> _What you should do_
Decide whether each statement agrees with the passage on roundabouts below, answering yes or no and quoting the words of the passage that settle it. 1. Engineers rejected a roundabout at the Falmouth intersection because of heavy tractor-trailer traffic. 2. According to Hannon, VDOT seldom treats roundabouts as a real option for intersections. 3. A roundabout at Lafayette Boulevard and Kenmore Avenue has been definitely decided on.

And, believe it or not, there was the potential of a really big one being built here. At one point, the Virginia Department of Transportation even considered a roundabout at the Falmouth intersection, says VDOT’s Kelly Hannon. In the end, engineers felt a traffic circle wouldn’t work—too much tractor–trailer traffic made a roundabout less enticing there.

Still, Hannon said VDOT often considers roundabouts as viable solutions for troubled or new intersections.

“We feel like where they make sense, they’re a great solution,” she said.

One spot that could get a roundabout is the tangle of turns at Lafayette Boulevard and Kenmore Avenue in the city, which looks more like an Escher print than an actual intersection. The state has set aside funding for preliminary engineering at the intersection.

A roundabout there doesn’t appear to be set in stone, but almost anything else at that intersection would be an improvement. Look for more news on that spot, and roundabouts in general, soon.

Dear Scott: The site plan for Cosner’s Corner posted on the Silver Cos. website originally showed crosswalks at the U.S. 1 and Spotsylvania Parkway intersection.

> _Record list_
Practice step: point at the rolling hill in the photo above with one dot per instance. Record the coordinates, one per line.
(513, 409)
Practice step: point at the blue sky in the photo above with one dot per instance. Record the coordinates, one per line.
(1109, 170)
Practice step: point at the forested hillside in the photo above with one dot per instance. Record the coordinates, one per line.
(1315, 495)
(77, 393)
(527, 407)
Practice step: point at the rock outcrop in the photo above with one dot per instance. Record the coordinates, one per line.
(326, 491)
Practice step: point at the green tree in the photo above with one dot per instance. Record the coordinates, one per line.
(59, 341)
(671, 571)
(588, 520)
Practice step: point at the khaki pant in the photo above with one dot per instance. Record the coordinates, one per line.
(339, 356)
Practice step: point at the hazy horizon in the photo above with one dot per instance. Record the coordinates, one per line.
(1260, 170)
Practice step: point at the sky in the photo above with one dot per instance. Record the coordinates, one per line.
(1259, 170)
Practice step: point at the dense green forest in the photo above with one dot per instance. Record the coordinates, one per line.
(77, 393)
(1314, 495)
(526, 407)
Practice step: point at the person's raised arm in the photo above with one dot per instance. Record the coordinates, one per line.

> _Output of the exercise_
1. Yes: "In the end, engineers felt a traffic circle wouldn’t work—too much tractor–trailer traffic made a roundabout less enticing there."
2. No: "Hannon said VDOT often considers roundabouts as viable solutions for troubled or new intersections."
3. No: "A roundabout there doesn’t appear to be set in stone"